By BOB SPRINGER
A reporter for the Associated Press (AP), Atlanta, Ga., Springer was a 1977 Sangamon State University Public Affairs Reporting intern working with the AP bureau in Springfield.
Business Climate in Illinois

Business climate in Illinois: Is the picture really bleak?

HOW BAD is the business climate in Illinois? According to the Illinois Manufacturers' Association (IMA) and the Illinois State Chamber of Commerce (ISCC), the state's industry is in the midst of a major exodus to the "sunbelt" states of the South and Southwest. The IMA and the ISCC say that jobs are being lost to Texas, Oklahoma, Arkansas and other southern states. They are right; jobs are being lost, but how many and for how long?

Answering these questions is not easy because the business climate, like the weather, is constantly changing. But, it appears that Illinois fared better than many other states in the Northeast and Great Lakes industrial region. That is not exactly good news, and business interests are still worried.

In weekly newsletters, the IMA and the ISCC maintain that the sunbelt exodus is being fed by unemployment and workmen's compensation insurance rates that are cutting into industry's profit margins. Local communities are also putting a squeeze on business, the groups claim, by hiking corporate taxes to pay for industrial pollution of sewage, land and other environmental systems.

▸ PROBLEM DETAILS: Transcribe, word for word, the passage of the article on the Illinois business climate starting with "By BOB SPRINGER" and going on through "bureau in Springfield.". The listing is separate material with no connection to the article on the Illinois business climate above.

▸ DATA EXTRACT:
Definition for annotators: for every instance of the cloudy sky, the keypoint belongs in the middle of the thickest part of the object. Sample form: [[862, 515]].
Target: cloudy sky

▸ EXPECTED OUTPUT:
By BOB SPRINGER
A reporter for the Associated Press (AP), Atlanta, Ga., Springer was a 1977 Sangamon State University Public Affairs Reporting intern working with the AP bureau in Springfield.